What you will do:
Answer these questions from the text on charts for associations:
1. Which function is nested within as.matrix() to enter the 2 x 3 table?
2. What does the attribute row.names = 1 indicate?
3. Which attribute of barplot() places the bars side-by-side instead of stacked?

Excerpted text:

■ ■ ■

Charts for Associations
18 Jun 202115 minutes to read
Graphics can provide vital context and insight to the analysis that could be easily lost if the statistical procedures came first. Accordingly, in the guidelines on univariate analysis, you learn about charts for one variable and then statistics for one variable. Following that pattern, you can learn about bivariate associations, with charts for association, and statistics for association.
Grouped Bar Charts of Frequencies
When a dataset consists of joint categorizations based on two variables, grouped bar charts of the joint frequencies are often the most informative graph. In this section, begin by entering a small 2 x 3 table of data directly into R. This is done by nesting the read.table() function within the as.matrix() function. You have to convert the data to a matrix since the plotting functions that you use expect the data to be in vectors or matrices. In addition, two attributes are specified: header = TRUE, which indicates that the first row of data contains the names for the levels on the first categorical variable, and row.names = 1, which indicates that the first column contains the names for the levels on the second categorical variables. The data themselves consist of the frequencies for each combination of levels.
# ENTER DATA data1 <- as.matrix(read.table( # Save as matrix header = TRUE, # First row is the header. row.names = 1, # First column is row names. # No comments within the data. text = ' X A B C L 5 3 1 R 2 4 6 ')) data1 # Check the data.
The next step is to create the barplot using R’s barplot() function. The most important part of this command is the attribute beside = TRUE, which places the bars side-by-side instead of stacked.
# CREATE BARPLOT barplot(data1, # Use a new summary table. beside = TRUE, # Bars side-by-side vs. stacked. col = c("steelblue3", "thistle3"), # Colors main = "Side by Side Bar plots", xlab = "Groups", ylab = "frequency")

■ ■ ■

Source material:
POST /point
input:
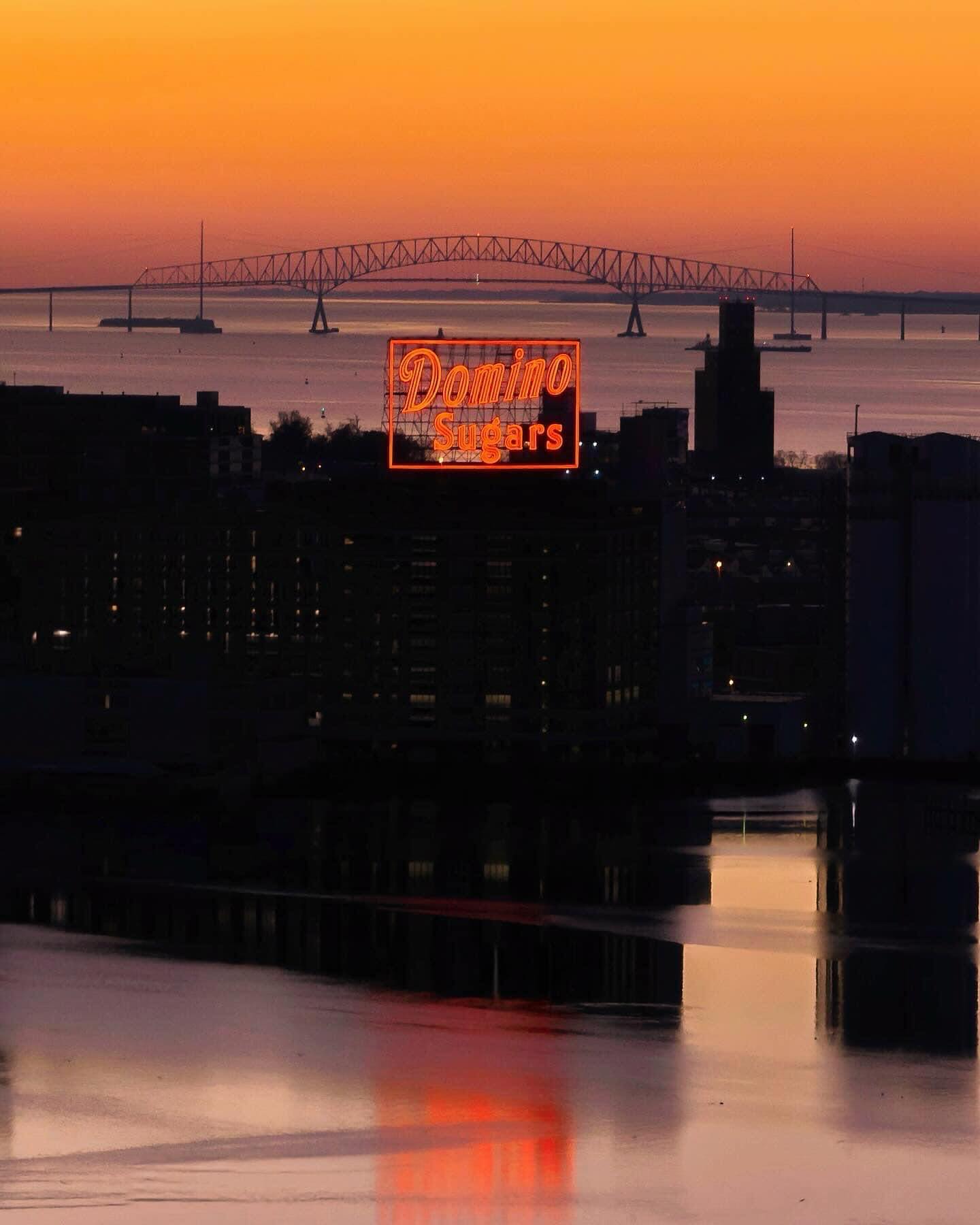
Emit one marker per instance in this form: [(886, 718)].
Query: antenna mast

■ ■ ■

Answer for the task:
1. read.table()
2. That the first column contains the names for the levels on the second categorical variable.
3. beside = TRUE